### [STATED EXERCISE A]
What does the housing market text say Fannie Mae and Freddie Mac have needed in capital since September 2008?
### TEXT EXCERPT ###
8. Hazy Future for Fannie and Freddie
Remember Fannie Mae and Freddie Mac? Those little government-sponsored entities no one outside the arcane world of mortgage finance had heard of until they blew up sky-high in September 2008? Since that time, the two companies have needed nearly $200 billion in capital to make up for losses on mortgages bought or insured before the market collapsed. Since Fannie and Freddie were put into federal conservatorship, regulators, market participants and lobbyists have squared off over how to reshape the federal government’s role in housing. Most experts agree that the housing market cannot become truly healed until there is resolution on this issue, and with 2012 being an election year, few expect meaningful progress on this complex, hotly debated issue. (For more on the history of government involvement in the housing market and how the real estate lobby shaped federal policy to support homeownership at all cost, check out my recently published e-book: “Homeownership at Any Cost: How the National Association of Realtors Convinced Taxpayers to Subsidize the American Dream.”)
9. False Election promises of a Silver Bullet
Notably, housing was absent from even the most economically-focused Republican primary debates. Unfortunately, politicians have little to gain by proposing bold steps to fix the housing market, primarily because no such bold step exists. Some programs have been more successful than others, and certain ideas to improve the market have more merit than others, but “solutions” that tap into federal funds are attacked from the right while those that aim to remove barriers to foreclosure receive equal scorn from the left. Trying to fix the housing market at this point is a bit like happening upon a beached whale, long since dead and starting to reek, and pulling out a garden house.
10. FHA Shortfalls
Google “FHA is running out of money” and the first articles that pop up are from 2009, when concerns first surfaced that the Federal Housing Administration, or FHA, was running short of cash. Unlike Fannie and Freddie, who purchase actual mortgages, the FHA provides mortgage insurers that protect lenders in the event borrowers stop making payments. FHA loan guidelines are strict in many ways, but loose on credit and allow tiny down payments in order to provide finding options for low-income or credit-impaired home buyers. FHA squashed rumors of financial troubles in 2009, but concerns were raised again late last year when an independent auditor found that there was close to a 50% chance the FHA would run out of money and require a federal bailout. If FHA is indeed forced to go hat in hand to Washington for cash, the chances of such a request being well-received are, to say the least, somewhere squarely between slim and none.
### THE DATA ###
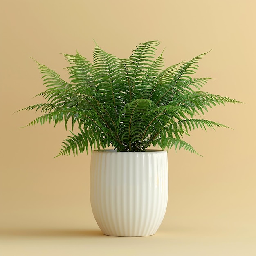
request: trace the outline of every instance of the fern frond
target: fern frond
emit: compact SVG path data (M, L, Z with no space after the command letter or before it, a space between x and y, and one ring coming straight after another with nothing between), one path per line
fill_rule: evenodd
M164 86L162 90L159 90L159 93L156 99L157 105L169 104L172 101L175 92L182 90L182 93L186 92L193 92L189 86L193 82L193 79L188 75L195 73L195 70L198 67L197 63L207 53L200 54L184 63L172 74L168 79L167 85Z
M129 81L124 62L102 50L96 44L93 54L94 79L97 92L103 96L101 102L113 106L117 118L121 108L130 101Z
M142 81L142 77L153 62L152 59L155 54L159 41L150 41L139 44L129 57L128 68L130 70L131 83L136 89Z
M63 54L72 66L66 68L68 70L70 83L76 84L76 89L80 92L90 94L91 90L95 90L95 85L91 75L93 66L91 63L78 52L75 55Z
M177 139L176 138L165 138L163 139L159 139L157 140L157 143L160 147L162 149L167 148L168 149L171 148L173 146L175 148L175 150L180 149L183 148L185 150L191 153L194 153L202 156L199 155L193 147L187 142L184 140Z

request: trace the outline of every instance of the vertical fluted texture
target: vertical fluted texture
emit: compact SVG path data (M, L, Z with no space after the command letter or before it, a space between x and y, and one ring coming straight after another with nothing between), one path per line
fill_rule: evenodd
M91 204L106 235L154 234L168 196L166 151L94 151L90 176Z

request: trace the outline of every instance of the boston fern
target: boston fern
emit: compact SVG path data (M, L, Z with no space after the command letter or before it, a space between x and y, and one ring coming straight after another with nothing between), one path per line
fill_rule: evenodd
M152 145L196 153L182 139L184 135L195 128L227 126L195 119L195 115L217 104L239 102L201 91L210 79L190 76L206 54L164 69L162 53L154 58L159 44L141 43L127 59L107 53L96 44L93 64L78 53L64 54L70 64L69 82L38 63L48 87L38 95L47 103L21 110L43 113L28 125L63 122L67 129L70 122L71 134L58 156L110 146L118 151L145 151Z

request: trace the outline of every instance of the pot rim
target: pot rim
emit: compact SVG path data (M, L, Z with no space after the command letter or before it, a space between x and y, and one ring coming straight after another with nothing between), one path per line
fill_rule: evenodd
M100 149L99 150L93 150L92 152L106 153L133 153L137 154L166 152L166 150L162 150L161 149L147 149L146 151L119 151L117 152L116 149Z

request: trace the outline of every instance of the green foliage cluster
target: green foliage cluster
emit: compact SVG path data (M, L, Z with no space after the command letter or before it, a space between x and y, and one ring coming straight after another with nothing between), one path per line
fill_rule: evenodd
M71 134L58 155L111 145L118 151L144 151L152 145L196 153L183 140L184 135L196 128L227 126L194 116L218 104L239 102L202 91L210 79L191 77L205 53L164 69L162 53L155 58L159 44L141 43L128 58L119 59L96 44L93 64L78 53L64 54L70 64L68 82L38 63L48 88L38 95L47 103L21 110L43 114L28 125L63 122L67 129L71 121Z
###
### [STATED EXERCISE B]
Retype the records from their start through the line containing "M63 54L72 66L66", both ends included, and leave out the pictures.

### [WRITTEN RESPONSE A]
Nearly $200 billion, to make up for losses on mortgages bought or insured before the market collapsed.

### [WRITTEN RESPONSE B]
request: trace the outline of every instance of the fern frond
target: fern frond
emit: compact SVG path data (M, L, Z with no space after the command letter or before it, a space between x and y, and one ring coming straight after another with nothing between), one path per line
fill_rule: evenodd
M164 86L162 90L159 90L159 93L156 99L157 105L169 104L172 101L175 92L182 90L182 93L186 92L193 92L189 86L193 82L193 79L188 75L195 73L195 70L198 67L197 63L207 53L200 54L184 63L172 74L168 79L167 85Z
M129 81L124 62L102 50L96 44L93 54L94 79L97 92L103 96L101 102L113 106L117 118L121 108L130 101Z
M142 81L142 77L153 62L152 59L155 54L159 41L150 41L139 44L129 57L128 68L130 70L131 83L136 89Z
M63 54L72 66L66 68L68 70L70 83L76 84L76 89L80 92L90 94L91 90L95 90L95 85L91 75L93 66L91 63L78 52L75 55Z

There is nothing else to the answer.